■ **WHAT YOU WILL DO**:
Write out the listing beneath this instruction in its entirety, exactly as it reads.

↓

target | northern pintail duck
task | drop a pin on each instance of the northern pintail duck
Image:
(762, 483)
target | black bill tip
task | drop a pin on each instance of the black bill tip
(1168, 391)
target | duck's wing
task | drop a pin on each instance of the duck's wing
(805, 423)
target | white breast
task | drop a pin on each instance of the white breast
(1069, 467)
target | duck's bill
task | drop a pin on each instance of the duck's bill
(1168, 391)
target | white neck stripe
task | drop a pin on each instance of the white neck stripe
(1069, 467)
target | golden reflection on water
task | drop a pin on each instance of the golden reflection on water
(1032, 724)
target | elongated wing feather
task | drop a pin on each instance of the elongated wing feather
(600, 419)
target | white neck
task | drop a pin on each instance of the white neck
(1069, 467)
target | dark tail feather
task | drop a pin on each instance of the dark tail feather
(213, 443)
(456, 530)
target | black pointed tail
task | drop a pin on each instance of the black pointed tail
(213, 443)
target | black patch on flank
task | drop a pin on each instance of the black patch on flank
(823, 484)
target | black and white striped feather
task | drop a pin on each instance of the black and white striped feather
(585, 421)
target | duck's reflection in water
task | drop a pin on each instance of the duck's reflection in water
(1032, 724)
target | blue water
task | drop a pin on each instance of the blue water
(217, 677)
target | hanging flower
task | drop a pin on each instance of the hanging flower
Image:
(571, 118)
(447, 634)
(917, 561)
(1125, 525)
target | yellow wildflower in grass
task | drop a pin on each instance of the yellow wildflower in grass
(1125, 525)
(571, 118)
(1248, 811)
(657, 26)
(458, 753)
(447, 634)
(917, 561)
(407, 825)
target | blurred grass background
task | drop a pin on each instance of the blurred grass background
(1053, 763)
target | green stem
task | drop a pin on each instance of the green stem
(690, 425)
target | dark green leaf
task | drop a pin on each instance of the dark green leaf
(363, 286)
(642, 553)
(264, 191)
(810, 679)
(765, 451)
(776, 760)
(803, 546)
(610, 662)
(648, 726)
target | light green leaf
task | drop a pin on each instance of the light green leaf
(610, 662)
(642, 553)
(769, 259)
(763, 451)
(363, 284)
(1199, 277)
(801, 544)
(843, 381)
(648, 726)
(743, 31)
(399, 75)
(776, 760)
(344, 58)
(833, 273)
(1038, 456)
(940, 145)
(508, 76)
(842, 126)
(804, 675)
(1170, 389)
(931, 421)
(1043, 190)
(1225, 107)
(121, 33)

↑

■ **SOLVED EXERCISE**:
target | northern pintail duck
task | drop a pin on each instance of the northern pintail duck
Image:
(762, 483)
target | black bill tip
task | drop a pin on each instance of the black bill tip
(1168, 391)
target | duck's wing
task | drop a pin on each instance of the duck's wing
(805, 423)
target | white breast
task | drop a pin on each instance of the white breast
(1069, 467)
target | duck's bill
task | drop a pin on each instance of the duck's bill
(1168, 391)
target | white neck stripe
task | drop a pin on each instance of the white neck stripe
(1069, 467)
target | golden reflection on water
task | drop a pin on each instance of the golden reflection on water
(1032, 724)
target | elongated wing feather
task | drop a pin on each instance of the elongated wing feather
(600, 419)
target | white neck
task | drop a pin on each instance of the white neck
(1069, 467)
target | dark tail feather
task | drop a pin on each instance of the dark tail feather
(213, 443)
(456, 530)
target | black pointed tail
task | drop a pin on each instance of the black pointed tail
(213, 443)
target | black patch on flank
task | drop a pin on each instance of the black patch on flank
(823, 484)
target | black and white striped feather
task | drop a pin on each instance of the black and white striped feather
(585, 421)
target | duck's reflection in water
task | drop a pin on each instance of the duck's reflection in water
(1032, 724)
target | blue water
task | drop a pin on each instance of the blue water
(217, 677)
target | hanging flower
task | drop a pin on each instance of the hanging flower
Image:
(571, 118)
(447, 634)
(917, 561)
(1125, 525)
target | yellow wildflower in grass
task | drop a pin on each instance of the yellow wildflower in grass
(1125, 525)
(571, 118)
(1248, 811)
(657, 26)
(458, 753)
(447, 634)
(917, 561)
(407, 825)
target | blurred grass background
task | drop a pin on each instance of the blurred grass background
(1053, 763)
target | green stem
task | drop a pin on each instance of the green stem
(690, 425)
target | dark green leaf
task | drop a pin on each instance of the dark green leaf
(363, 286)
(642, 553)
(264, 191)
(810, 679)
(765, 451)
(776, 760)
(803, 546)
(610, 662)
(648, 726)
target | light green leaf
task | drop a pin on each instance of the light green leaf
(610, 662)
(642, 553)
(769, 259)
(763, 451)
(363, 284)
(1199, 277)
(801, 544)
(843, 381)
(648, 726)
(743, 31)
(399, 75)
(776, 760)
(344, 58)
(833, 273)
(1038, 456)
(940, 145)
(508, 76)
(842, 126)
(804, 675)
(1170, 389)
(931, 421)
(1043, 190)
(1225, 107)
(121, 33)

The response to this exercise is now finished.